= Task input =
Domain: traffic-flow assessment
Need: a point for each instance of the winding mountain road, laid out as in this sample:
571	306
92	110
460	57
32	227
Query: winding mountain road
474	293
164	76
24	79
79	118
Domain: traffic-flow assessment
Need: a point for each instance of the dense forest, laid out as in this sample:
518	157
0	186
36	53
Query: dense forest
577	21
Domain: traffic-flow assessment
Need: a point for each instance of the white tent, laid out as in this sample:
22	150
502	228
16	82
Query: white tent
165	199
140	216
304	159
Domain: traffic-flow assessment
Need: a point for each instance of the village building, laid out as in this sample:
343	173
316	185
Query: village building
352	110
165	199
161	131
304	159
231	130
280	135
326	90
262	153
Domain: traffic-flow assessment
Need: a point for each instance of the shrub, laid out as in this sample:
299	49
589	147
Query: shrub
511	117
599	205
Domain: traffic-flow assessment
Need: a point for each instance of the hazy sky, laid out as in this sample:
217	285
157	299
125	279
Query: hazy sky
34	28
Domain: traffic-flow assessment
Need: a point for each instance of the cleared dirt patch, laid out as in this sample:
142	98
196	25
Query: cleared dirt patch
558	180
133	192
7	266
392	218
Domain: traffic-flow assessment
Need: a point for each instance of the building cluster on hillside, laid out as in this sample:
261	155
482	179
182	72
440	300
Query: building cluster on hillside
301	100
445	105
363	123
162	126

= Task directions =
The material above is to be transcribed in full, exactly as it stands.

= Solved exercise =
Domain: traffic-flow assessment
Need: a point for each instance of the winding mountain road, laid out as in this sample:
571	306
92	110
460	57
32	227
Query: winding mountain road
474	293
164	76
24	79
79	118
Domain: traffic-flow assessment
Need: a point for each instance of the dense forest, laid out as in this sample:
518	157
0	186
36	53
Query: dense forest
577	21
Domain: traffic-flow assessment
Need: a point for each instance of the white tent, laid out as in this sample:
22	150
502	228
16	82
Query: white tent
165	199
140	216
304	159
Domain: traffic-flow assessment
Need: a point for each instance of the village building, laid out as in this sample:
343	173
316	185
Query: village building
352	110
165	199
161	131
304	159
231	130
280	135
326	90
262	153
Domain: traffic-flow assessment
Need: a point for each instance of the shrub, laid out as in this sample:
299	49
589	147
Query: shrub
511	117
599	205
Domain: traffic-flow assessment
Need: a point for each instance of the hazy sky, laid out as in this sample:
217	285
157	299
125	279
Query: hazy sky
34	28
Domain: traffic-flow assessment
Need: a point for each instance of the cleared dirt patch, laid out as in this sample:
142	98
196	25
Query: cleared dirt patch
558	180
133	192
7	266
392	218
Domain: traffic-flow assessment
Need: a point for each instance of the building cluster on hillside, laid out as in this sample:
261	155
482	179
182	72
440	300
Query: building cluster on hillside
301	100
445	105
363	123
162	126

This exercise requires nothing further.